1. Let us continue our reflections on Christ's words about continence for the sake of the Kingdom of Heaven. It is impossible to understand fully the significance and the nature of continence if the last phrase of Christ's statement, "for the sake of the Kingdom of Heaven," is not complete in its adequate, concrete and objective content. We have previously said that this phrase expresses the motive, or in a certain sense places in relief, the subjective purpose of Christ's call to continence. However, the expression in itself has an objective character. It indicates an objective reality for which individual persons, men and women, can "make themselves" eunuchs (as Christ says). The reality of the Kingdom in Christ's statement according to Matthew (19:11-12) is defined in a precise, but at the same time general way, so as to be able to include all the determinations and particular meanings that are proper to it.

 

Temporal establishment

 

2. The Kingdom of Heaven means the Kingdom of God, which Christ preached in its final, that is, eschatological, completion. Christ preached this kingdom in its temporal realization or establishment, and at the same time he foretold it in its eschatological completion. The temporal establishment of the Kingdom of God is at the same time its beginning and its preparation for definitive fulfillment. Christ calls to this kingdom and in a certain sense invites everyone to it (cf. the parable of the wedding banquet in Mt 22:1-14). If he calls some to continence "for the sake of the Kingdom of Heaven," it follows from the content of that expression that he calls them to participate in a singular way in the establishment of the Kingdom of God on earth, through which the definitive phase of the Kingdom of Heaven is begun and prepared.

+-------+

Please reproduce word for word the part of the reflection on continence that opens with the words containing "2. The Kingdom" and closes with "begun and prepared.".

Raw records
+-------+

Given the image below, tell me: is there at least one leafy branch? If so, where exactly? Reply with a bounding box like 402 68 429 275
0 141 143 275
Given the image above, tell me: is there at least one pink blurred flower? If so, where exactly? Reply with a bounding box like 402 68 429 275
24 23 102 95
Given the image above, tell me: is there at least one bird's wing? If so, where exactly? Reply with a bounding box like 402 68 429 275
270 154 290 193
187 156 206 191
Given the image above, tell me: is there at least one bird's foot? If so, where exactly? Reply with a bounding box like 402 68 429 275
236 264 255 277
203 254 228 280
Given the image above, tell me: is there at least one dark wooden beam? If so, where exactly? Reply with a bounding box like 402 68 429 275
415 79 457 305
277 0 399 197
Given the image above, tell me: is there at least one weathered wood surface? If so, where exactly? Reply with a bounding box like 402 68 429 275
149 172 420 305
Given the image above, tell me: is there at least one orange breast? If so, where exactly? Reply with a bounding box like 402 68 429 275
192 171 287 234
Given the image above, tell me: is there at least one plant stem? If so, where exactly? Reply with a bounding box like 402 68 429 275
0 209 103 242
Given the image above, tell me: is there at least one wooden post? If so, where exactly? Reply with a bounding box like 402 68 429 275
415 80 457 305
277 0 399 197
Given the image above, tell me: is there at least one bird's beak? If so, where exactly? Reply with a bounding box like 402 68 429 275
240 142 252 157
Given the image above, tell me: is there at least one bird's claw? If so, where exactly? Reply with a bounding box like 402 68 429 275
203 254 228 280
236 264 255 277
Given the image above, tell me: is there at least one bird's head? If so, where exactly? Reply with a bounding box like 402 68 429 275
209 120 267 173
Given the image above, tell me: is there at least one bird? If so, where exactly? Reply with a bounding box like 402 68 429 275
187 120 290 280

+-------+

Finished exercise
2. The Kingdom of Heaven means the Kingdom of God, which Christ preached in its final, that is, eschatological, completion. Christ preached this kingdom in its temporal realization or establishment, and at the same time he foretold it in its eschatological completion. The temporal establishment of the Kingdom of God is at the same time its beginning and its preparation for definitive fulfillment. Christ calls to this kingdom and in a certain sense invites everyone to it (cf. the parable of the wedding banquet in Mt 22:1-14). If he calls some to continence "for the sake of the Kingdom of Heaven," it follows from the content of that expression that he calls them to participate in a singular way in the establishment of the Kingdom of God on earth, through which the definitive phase of the Kingdom of Heaven is begun and prepared.